**Dataset excerpts**
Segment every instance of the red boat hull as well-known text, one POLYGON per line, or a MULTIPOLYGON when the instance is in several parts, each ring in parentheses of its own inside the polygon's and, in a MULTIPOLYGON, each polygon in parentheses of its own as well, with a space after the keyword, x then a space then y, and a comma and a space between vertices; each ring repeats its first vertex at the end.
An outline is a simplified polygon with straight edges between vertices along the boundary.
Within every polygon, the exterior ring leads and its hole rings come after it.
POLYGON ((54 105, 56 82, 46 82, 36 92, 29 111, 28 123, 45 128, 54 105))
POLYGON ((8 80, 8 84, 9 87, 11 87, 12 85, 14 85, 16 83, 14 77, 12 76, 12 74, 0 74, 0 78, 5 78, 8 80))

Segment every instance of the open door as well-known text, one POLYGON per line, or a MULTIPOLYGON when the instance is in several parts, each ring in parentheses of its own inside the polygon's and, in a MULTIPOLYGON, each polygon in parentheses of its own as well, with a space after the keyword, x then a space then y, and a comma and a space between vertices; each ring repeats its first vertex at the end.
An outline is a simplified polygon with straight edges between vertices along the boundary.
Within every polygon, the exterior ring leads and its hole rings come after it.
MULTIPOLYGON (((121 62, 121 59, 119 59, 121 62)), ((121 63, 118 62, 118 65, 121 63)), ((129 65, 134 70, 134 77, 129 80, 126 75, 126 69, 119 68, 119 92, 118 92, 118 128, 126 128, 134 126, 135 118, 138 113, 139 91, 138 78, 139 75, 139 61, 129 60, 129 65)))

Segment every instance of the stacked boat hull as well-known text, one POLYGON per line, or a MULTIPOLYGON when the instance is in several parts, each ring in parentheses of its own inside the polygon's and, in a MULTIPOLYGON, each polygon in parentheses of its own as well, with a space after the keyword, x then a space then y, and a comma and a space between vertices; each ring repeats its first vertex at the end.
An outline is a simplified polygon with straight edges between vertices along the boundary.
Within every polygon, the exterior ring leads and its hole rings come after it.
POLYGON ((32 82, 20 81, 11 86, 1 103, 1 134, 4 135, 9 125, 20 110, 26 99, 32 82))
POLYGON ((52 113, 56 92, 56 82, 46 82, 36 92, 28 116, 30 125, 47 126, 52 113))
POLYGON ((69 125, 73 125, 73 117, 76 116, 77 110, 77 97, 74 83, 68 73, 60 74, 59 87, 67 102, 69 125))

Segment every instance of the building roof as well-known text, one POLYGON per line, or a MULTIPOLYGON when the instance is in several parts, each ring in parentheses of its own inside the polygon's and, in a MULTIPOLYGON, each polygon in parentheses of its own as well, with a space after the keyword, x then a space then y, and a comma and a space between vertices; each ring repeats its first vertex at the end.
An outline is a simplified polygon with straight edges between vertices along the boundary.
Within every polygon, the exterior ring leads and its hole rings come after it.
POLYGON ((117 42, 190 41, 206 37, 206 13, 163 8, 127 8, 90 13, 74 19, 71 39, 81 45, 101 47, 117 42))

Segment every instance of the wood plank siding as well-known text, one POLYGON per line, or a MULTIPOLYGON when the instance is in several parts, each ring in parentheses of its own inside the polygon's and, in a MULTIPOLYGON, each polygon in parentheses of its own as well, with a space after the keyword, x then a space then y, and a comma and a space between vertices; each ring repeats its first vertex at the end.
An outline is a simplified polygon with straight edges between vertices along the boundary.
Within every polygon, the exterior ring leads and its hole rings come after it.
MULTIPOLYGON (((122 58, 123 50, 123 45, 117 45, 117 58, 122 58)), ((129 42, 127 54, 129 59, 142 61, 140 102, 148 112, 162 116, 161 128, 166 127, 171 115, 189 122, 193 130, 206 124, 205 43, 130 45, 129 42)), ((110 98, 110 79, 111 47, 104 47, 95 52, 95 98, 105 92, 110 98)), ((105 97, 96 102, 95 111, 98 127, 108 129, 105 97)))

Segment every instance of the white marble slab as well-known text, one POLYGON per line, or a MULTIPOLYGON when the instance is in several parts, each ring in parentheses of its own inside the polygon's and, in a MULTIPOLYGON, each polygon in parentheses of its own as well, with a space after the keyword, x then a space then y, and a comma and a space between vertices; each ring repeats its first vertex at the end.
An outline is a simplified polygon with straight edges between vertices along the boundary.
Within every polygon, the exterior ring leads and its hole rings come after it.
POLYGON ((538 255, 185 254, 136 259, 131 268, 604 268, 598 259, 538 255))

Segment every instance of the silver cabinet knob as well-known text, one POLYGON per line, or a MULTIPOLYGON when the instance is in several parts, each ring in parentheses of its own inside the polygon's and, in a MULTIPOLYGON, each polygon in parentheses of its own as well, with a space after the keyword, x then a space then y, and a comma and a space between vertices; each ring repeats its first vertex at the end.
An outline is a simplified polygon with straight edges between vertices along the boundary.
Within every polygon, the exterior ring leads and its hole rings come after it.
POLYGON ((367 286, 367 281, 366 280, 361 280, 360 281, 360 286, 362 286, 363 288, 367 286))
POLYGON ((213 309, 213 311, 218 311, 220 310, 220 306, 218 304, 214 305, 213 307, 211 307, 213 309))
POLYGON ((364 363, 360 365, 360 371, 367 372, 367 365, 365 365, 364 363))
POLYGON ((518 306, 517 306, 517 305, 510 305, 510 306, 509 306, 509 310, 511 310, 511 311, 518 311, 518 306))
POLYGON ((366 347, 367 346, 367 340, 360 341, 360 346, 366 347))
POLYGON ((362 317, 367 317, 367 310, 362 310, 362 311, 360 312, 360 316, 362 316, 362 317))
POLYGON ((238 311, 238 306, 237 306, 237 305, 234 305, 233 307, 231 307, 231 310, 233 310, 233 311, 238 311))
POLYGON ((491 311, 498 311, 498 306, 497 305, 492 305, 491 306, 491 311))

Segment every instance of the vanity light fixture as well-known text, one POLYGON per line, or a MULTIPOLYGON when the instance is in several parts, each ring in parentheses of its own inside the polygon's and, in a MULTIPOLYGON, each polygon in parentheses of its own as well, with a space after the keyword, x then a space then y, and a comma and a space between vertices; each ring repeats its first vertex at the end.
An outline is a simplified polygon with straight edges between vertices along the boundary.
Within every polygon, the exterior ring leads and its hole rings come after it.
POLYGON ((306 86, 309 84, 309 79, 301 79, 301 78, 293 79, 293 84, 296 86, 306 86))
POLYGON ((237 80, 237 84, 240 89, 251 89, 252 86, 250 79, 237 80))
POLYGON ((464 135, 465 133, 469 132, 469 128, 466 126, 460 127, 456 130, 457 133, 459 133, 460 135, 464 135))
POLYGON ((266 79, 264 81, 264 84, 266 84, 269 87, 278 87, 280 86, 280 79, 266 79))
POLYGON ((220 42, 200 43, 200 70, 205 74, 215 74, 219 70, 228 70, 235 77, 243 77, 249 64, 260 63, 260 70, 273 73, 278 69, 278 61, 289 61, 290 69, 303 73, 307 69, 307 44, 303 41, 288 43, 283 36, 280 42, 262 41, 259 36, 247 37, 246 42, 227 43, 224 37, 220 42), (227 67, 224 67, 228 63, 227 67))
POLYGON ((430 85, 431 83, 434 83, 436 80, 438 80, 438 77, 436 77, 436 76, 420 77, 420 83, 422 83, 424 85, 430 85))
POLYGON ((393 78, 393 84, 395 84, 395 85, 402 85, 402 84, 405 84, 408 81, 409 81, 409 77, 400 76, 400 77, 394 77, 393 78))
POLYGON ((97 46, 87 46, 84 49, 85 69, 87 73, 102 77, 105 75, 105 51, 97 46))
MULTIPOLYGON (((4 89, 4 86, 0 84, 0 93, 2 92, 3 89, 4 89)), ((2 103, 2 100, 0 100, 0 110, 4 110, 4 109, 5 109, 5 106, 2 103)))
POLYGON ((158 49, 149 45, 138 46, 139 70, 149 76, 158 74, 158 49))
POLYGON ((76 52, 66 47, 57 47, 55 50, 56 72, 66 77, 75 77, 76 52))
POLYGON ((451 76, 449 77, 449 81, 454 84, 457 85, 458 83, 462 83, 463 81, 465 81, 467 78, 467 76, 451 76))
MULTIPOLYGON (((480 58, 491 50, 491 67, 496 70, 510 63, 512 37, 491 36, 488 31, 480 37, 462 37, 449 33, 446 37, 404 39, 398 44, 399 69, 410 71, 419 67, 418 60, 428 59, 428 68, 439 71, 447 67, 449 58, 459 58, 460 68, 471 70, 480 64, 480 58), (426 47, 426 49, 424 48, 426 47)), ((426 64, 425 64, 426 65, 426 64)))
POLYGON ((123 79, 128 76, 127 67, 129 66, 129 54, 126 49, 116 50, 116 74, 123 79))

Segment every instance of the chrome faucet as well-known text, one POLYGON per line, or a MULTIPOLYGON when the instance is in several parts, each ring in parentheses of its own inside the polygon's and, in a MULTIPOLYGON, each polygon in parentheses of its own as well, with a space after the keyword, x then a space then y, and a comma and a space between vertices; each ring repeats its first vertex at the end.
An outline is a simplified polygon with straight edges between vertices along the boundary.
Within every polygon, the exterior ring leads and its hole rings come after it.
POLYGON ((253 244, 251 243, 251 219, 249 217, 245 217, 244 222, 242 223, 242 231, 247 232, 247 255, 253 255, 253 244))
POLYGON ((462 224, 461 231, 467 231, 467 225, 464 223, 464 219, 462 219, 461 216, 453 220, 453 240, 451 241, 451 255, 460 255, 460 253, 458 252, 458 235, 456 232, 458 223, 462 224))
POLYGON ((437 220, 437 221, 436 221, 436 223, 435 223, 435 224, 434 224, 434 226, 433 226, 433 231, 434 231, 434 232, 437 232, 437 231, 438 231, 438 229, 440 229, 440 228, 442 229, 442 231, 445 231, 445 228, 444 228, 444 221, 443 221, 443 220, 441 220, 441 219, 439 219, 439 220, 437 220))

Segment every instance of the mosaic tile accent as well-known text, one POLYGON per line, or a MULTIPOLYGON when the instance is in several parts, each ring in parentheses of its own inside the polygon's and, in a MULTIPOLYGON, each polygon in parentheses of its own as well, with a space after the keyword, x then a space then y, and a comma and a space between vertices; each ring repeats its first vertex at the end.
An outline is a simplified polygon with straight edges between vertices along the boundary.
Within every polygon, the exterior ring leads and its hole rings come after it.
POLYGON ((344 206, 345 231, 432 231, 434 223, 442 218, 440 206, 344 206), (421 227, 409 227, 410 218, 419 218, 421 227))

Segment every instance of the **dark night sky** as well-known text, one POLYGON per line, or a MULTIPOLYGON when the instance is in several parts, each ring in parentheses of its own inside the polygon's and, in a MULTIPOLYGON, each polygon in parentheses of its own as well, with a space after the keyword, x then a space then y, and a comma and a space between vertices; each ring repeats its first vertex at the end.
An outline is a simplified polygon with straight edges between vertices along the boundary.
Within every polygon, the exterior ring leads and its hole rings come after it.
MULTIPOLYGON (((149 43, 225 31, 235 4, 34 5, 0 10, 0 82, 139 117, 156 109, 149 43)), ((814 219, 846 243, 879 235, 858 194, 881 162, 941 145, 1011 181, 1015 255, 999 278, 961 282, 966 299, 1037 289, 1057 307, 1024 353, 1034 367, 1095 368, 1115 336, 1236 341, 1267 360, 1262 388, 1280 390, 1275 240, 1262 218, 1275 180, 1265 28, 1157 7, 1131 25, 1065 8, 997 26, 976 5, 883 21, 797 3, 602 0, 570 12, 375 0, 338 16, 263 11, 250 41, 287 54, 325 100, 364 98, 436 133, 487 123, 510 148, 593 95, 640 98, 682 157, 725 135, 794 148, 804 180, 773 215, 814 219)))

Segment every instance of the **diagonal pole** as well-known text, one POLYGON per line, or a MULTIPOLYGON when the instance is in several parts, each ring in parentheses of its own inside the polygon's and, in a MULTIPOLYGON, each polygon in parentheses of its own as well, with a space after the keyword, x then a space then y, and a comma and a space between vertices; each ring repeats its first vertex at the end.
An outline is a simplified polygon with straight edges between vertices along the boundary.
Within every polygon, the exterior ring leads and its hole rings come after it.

**Try it**
Your answer should consist of the lines from the listing that hold the word "hull".

**Answer area**
Segment every instance of the red boat hull as well-known text, one POLYGON per line, or a MULTIPOLYGON when the instance is in several parts, each ring in parentheses of its own inside the polygon's and, in a MULTIPOLYGON, each polygon in parentheses of its own as well, with a space after the keyword, x then a space then y, and a comma and a space between vertices; each ring repeats its first vertex at the end.
Segment every instance of the stacked boat hull as well-known text, one POLYGON per line, or a MULTIPOLYGON when the instance is in several parts, each ring in parentheses of its own inside the polygon's and, in a MULTIPOLYGON, each polygon in parentheses of its own as well, with a space after the keyword, x then a space then y, and a comma and a space between vertices; each ring repeats its first vertex at the end.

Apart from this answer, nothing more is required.